▶ [Rows from a pointing dataset]
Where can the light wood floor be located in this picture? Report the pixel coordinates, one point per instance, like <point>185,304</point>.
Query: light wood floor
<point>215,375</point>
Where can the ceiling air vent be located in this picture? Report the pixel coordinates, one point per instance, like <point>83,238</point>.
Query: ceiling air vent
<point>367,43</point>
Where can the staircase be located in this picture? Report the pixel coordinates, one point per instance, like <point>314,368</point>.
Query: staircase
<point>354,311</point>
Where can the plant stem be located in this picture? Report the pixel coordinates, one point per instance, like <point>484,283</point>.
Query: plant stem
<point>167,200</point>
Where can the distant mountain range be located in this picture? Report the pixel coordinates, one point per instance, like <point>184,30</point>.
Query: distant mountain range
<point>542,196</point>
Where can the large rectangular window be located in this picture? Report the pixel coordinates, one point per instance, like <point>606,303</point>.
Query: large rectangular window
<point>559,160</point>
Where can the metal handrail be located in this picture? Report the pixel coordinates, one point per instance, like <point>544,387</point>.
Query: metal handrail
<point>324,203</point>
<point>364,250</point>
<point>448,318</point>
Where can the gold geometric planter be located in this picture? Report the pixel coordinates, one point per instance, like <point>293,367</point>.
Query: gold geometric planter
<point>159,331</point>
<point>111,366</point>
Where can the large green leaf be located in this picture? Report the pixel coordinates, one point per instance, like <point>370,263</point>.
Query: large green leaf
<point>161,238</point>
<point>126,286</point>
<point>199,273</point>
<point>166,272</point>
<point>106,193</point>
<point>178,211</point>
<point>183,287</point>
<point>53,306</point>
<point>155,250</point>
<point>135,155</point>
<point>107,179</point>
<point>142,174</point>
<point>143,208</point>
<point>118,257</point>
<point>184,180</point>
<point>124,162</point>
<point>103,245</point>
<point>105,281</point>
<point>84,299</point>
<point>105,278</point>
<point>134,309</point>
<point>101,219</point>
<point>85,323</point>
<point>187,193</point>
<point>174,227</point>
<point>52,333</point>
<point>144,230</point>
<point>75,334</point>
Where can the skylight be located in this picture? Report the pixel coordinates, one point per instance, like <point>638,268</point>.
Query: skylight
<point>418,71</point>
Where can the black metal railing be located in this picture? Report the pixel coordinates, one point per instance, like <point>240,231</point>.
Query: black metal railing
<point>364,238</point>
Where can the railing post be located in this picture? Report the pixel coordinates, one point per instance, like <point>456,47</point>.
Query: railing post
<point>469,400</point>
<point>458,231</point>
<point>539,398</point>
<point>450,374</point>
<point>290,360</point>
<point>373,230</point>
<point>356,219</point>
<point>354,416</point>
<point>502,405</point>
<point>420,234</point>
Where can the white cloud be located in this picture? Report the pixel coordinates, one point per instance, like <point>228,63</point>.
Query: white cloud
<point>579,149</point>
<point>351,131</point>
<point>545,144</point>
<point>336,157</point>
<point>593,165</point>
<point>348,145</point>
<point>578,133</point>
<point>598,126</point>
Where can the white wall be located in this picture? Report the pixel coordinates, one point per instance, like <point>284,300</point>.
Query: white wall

▶ [DIRECTIONS] Reproduce all of the records above without changing a single character.

▶ [THE SOLUTION]
Where can the light wood floor be located in this picture? Report the pixel coordinates, one point per instance, like <point>185,304</point>.
Query: light wood floor
<point>215,375</point>
Where can the ceiling air vent be located in this picture? Report the pixel coordinates, one point per instance, like <point>83,238</point>.
Query: ceiling air vent
<point>367,43</point>
Where can the staircase be located in this picture? Report the pixel coordinates, one point per instance, like <point>314,368</point>.
Query: staircase
<point>354,311</point>
Where can the plant stem be located in this picture? Report the pixel coordinates, one point per instance, like <point>484,283</point>.
Query: plant stem
<point>167,200</point>
Where can the distant mountain range be located in this picture? Report the pixel coordinates, one point per instance, like <point>184,30</point>.
Query: distant mountain range
<point>542,196</point>
Where can the large rectangular window be located in this picture? Report the pixel coordinates, one point per instance, like <point>606,303</point>.
Query: large rectangular window
<point>559,160</point>
Where can the metal handrail be located in this picture? Report the pixel coordinates, one point per instance, like <point>544,387</point>.
Query: metal handrail
<point>324,203</point>
<point>364,250</point>
<point>448,318</point>
Where can the gold geometric planter be located in this picture? Report the pixel coordinates, one point per instance, like <point>293,367</point>.
Query: gold geometric planter
<point>159,331</point>
<point>111,366</point>
Where can the large green leaf be located in this picture? Report the pixel coordinates, one point per instance, like <point>370,263</point>.
Query: large green leaf
<point>161,238</point>
<point>126,286</point>
<point>199,273</point>
<point>166,272</point>
<point>106,193</point>
<point>178,211</point>
<point>183,287</point>
<point>53,306</point>
<point>155,250</point>
<point>135,155</point>
<point>107,179</point>
<point>142,174</point>
<point>143,208</point>
<point>118,257</point>
<point>184,180</point>
<point>124,162</point>
<point>103,245</point>
<point>105,281</point>
<point>84,299</point>
<point>105,278</point>
<point>134,309</point>
<point>101,219</point>
<point>85,323</point>
<point>187,193</point>
<point>174,227</point>
<point>52,333</point>
<point>144,230</point>
<point>75,334</point>
Where can the skylight be located in this picture? Report the pixel coordinates, one point per instance, like <point>638,268</point>.
Query: skylight
<point>418,71</point>
Where can the black metal railing be located in this picture? Report the pixel coordinates, one point per instance, like <point>240,231</point>.
Query: black metal railing
<point>364,238</point>
Where can the railing post be located in this picture? Report the pixel coordinates, one point per instance, like <point>456,47</point>.
Query: railing post
<point>469,400</point>
<point>458,231</point>
<point>539,398</point>
<point>450,374</point>
<point>290,360</point>
<point>373,230</point>
<point>356,219</point>
<point>354,416</point>
<point>502,405</point>
<point>420,234</point>
Where can the white cloud be located in this picture? Report the pixel coordinates, one point per instance, like <point>228,63</point>.
Query: white cloud
<point>579,149</point>
<point>351,131</point>
<point>545,144</point>
<point>336,157</point>
<point>593,165</point>
<point>348,145</point>
<point>578,133</point>
<point>598,126</point>
Where can the white wall be located in this picture? Report the pixel coordinates, one point per instance, like <point>284,300</point>.
Query: white wall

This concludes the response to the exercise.